### INFORMATION GIVEN
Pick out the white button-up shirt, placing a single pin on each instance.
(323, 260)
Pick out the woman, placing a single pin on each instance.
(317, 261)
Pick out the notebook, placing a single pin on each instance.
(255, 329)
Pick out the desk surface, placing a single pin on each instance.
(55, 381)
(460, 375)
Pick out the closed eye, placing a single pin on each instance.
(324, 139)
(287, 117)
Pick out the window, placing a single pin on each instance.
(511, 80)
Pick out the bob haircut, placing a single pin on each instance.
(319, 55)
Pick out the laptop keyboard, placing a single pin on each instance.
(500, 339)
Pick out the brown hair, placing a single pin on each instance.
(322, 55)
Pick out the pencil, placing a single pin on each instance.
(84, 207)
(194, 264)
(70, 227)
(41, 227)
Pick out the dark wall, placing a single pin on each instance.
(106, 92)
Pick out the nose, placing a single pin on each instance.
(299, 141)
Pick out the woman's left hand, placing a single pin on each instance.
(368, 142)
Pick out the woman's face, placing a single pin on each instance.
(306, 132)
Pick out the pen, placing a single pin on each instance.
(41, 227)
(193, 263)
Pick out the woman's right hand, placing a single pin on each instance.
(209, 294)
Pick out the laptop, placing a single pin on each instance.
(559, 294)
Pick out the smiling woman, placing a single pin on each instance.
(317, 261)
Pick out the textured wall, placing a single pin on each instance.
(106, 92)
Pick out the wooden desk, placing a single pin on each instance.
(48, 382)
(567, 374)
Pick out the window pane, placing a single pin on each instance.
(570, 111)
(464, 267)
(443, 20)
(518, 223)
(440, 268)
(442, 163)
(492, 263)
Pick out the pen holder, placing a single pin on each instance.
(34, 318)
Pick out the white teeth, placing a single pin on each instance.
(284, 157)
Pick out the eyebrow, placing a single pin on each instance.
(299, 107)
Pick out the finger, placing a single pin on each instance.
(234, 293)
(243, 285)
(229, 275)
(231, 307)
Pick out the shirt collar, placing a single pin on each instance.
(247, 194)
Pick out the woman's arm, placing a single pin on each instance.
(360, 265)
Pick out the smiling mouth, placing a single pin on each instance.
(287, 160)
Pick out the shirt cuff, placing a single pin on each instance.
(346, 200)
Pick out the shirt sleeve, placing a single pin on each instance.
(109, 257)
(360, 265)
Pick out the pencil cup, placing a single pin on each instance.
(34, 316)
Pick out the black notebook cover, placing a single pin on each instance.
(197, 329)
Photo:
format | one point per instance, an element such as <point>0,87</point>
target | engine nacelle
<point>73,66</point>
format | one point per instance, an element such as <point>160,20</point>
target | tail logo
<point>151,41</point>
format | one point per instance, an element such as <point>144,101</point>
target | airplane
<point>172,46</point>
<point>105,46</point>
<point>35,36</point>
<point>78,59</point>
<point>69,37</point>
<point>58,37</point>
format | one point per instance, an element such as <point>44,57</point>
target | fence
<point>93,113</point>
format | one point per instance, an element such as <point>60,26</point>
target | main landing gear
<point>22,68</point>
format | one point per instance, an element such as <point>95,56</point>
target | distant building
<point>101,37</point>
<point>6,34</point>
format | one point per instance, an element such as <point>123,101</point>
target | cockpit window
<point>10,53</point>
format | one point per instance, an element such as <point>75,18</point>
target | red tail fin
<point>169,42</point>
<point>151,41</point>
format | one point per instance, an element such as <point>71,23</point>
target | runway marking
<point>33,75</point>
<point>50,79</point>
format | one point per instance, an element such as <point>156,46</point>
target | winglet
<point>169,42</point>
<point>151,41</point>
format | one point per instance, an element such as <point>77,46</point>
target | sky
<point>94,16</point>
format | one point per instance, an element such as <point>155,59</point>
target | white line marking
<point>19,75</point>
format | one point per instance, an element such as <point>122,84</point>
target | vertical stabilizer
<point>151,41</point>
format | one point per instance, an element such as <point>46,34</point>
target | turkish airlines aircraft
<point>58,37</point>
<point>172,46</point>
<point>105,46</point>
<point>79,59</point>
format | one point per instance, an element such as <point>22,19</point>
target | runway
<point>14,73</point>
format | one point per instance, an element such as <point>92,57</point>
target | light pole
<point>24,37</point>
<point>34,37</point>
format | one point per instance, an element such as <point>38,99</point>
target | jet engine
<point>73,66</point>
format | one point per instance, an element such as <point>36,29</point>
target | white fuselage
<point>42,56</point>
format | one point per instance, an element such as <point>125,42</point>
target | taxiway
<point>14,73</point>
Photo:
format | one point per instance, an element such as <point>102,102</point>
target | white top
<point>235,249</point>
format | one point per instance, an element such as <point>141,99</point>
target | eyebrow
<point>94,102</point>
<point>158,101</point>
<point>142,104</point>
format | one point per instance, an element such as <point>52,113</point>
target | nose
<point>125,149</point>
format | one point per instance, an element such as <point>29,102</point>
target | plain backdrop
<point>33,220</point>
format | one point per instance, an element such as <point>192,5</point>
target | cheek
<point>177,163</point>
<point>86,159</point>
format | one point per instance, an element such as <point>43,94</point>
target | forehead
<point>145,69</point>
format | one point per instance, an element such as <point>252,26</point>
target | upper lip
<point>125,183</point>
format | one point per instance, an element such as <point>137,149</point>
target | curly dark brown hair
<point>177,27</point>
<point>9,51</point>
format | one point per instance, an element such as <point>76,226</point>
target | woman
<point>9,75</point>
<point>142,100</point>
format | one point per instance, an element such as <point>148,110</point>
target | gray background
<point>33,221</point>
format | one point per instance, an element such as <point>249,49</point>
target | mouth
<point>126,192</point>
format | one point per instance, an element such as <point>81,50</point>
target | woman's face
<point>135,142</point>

### TASK ITEM
Retype each record, matching it exactly.

### TASK OUTPUT
Pick out the white button-up shirt, placing a single pin on each instance.
(323, 260)
Pick out the woman, placing a single pin on each instance.
(317, 261)
Pick out the notebook, placing a single pin on each instance.
(255, 329)
Pick out the desk surface, placing a single pin on each instance.
(55, 381)
(460, 375)
Pick out the closed eye, placing a single pin on each instance.
(324, 139)
(287, 117)
Pick out the window, placing a single pin on each instance.
(511, 80)
Pick out the bob haircut, placing a single pin on each instance.
(319, 55)
Pick out the laptop keyboard, placing a single pin on each instance.
(500, 339)
Pick out the brown hair, placing a single pin on each instance.
(322, 55)
Pick out the pencil, placing a single pin on each instance.
(84, 207)
(194, 264)
(70, 227)
(41, 227)
Pick out the dark wall, placing a single pin on each instance.
(106, 92)
Pick out the nose, placing a single pin on each instance.
(299, 141)
Pick out the woman's left hand, placing a single pin on each instance.
(368, 142)
Pick out the woman's face, placing a single pin on each instance.
(306, 132)
Pick out the pen, placing a single pin on each instance.
(41, 227)
(193, 263)
Pick out the woman's right hand, placing a single pin on each instance.
(209, 294)
Pick out the laptop, placing a single pin on each instance.
(559, 294)
Pick out the smiling woman, placing a single pin on each instance.
(317, 261)
Pick out the textured wall, placing a single pin on each instance.
(106, 92)
Pick out the wooden desk, placing a single pin on each instance.
(48, 382)
(567, 374)
Pick out the window pane, placing a single pin on each instance.
(570, 111)
(464, 267)
(443, 20)
(518, 223)
(440, 268)
(442, 163)
(492, 263)
Pick out the pen holder, placing a single pin on each instance.
(34, 318)
Pick out the white teeth, placing a single pin on each instance.
(284, 157)
Pick out the eyebrow, placing a single pin on each instance.
(299, 107)
Pick out the finger, placing a single pin on each instance.
(234, 293)
(243, 285)
(229, 275)
(231, 307)
Pick out the shirt collar, placing a single pin on each instance.
(247, 194)
Pick out the woman's arm, placing a single pin on each instance.
(360, 265)
Pick out the smiling mouth, placing a single pin on each instance.
(287, 160)
Pick out the shirt cuff, placing a single pin on each instance.
(346, 200)
Pick out the shirt sleeve, placing a single pin on each instance.
(109, 257)
(360, 265)
Pick out the pencil cup, placing a single pin on each instance.
(34, 316)
Pick out the black notebook cover, placing a single pin on each instance.
(197, 329)
Photo:
format | one point per instance, an element such as <point>0,87</point>
target | engine nacelle
<point>73,66</point>
format | one point per instance, an element such as <point>160,20</point>
target | tail logo
<point>151,41</point>
format | one point per instance, an element such as <point>144,101</point>
target | airplane
<point>172,46</point>
<point>105,46</point>
<point>35,36</point>
<point>78,59</point>
<point>69,37</point>
<point>58,37</point>
format | one point per instance, an element such as <point>44,57</point>
target | fence
<point>93,113</point>
format | one point per instance, an element such as <point>60,26</point>
target | main landing gear
<point>22,68</point>
format | one point per instance, an element such as <point>95,56</point>
target | distant building
<point>101,37</point>
<point>6,34</point>
format | one point per instance, an element such as <point>123,101</point>
target | cockpit window
<point>10,53</point>
format | one point per instance, an element such as <point>75,18</point>
target | red tail fin
<point>169,42</point>
<point>151,41</point>
format | one point per instance, an element such as <point>71,23</point>
target | runway marking
<point>33,75</point>
<point>50,79</point>
format | one point per instance, an element such as <point>156,46</point>
target | winglet
<point>169,42</point>
<point>151,41</point>
format | one point per instance, an element such as <point>77,46</point>
target | sky
<point>94,16</point>
format | one point per instance, an element such as <point>155,59</point>
target | white line marking
<point>19,75</point>
format | one point per instance, an element such as <point>122,84</point>
target | vertical stabilizer
<point>151,41</point>
format | one point per instance, an element such as <point>46,34</point>
target | turkish airlines aircraft
<point>58,37</point>
<point>172,46</point>
<point>105,46</point>
<point>79,59</point>
format | one point per instance, an element such as <point>22,19</point>
target | runway
<point>14,73</point>
format | one point per instance, an element such as <point>92,57</point>
target | light pole
<point>24,37</point>
<point>34,37</point>
format | one point per instance, an element such as <point>38,99</point>
target | jet engine
<point>73,66</point>
format | one point per instance, an element such as <point>36,29</point>
target | white fuselage
<point>42,56</point>
format | one point per instance, an element such as <point>125,42</point>
target | taxiway
<point>14,73</point>
Photo:
format | one point per instance, an element such as <point>102,102</point>
target | white top
<point>235,249</point>
format | one point per instance, an element such as <point>141,99</point>
target | eyebrow
<point>94,102</point>
<point>158,101</point>
<point>142,104</point>
format | one point per instance, an element such as <point>52,113</point>
target | nose
<point>125,149</point>
format | one point per instance, an element such as <point>29,102</point>
target | plain backdrop
<point>33,220</point>
format | one point per instance, an element such as <point>192,5</point>
target | cheek
<point>177,163</point>
<point>86,159</point>
format | one point per instance, an element such as <point>43,94</point>
target | forehead
<point>145,69</point>
format | one point per instance, an element such as <point>252,26</point>
target | upper lip
<point>125,183</point>
format | one point per instance, an element such as <point>137,149</point>
target | curly dark brown hair
<point>177,27</point>
<point>9,51</point>
format | one point per instance, an element such as <point>76,226</point>
target | woman
<point>9,75</point>
<point>142,100</point>
format | one point per instance, an element such as <point>148,110</point>
target | gray background
<point>33,221</point>
format | one point per instance, an element such as <point>249,49</point>
target | mouth
<point>126,192</point>
format | one point per instance, an element such as <point>81,50</point>
target | woman's face
<point>135,142</point>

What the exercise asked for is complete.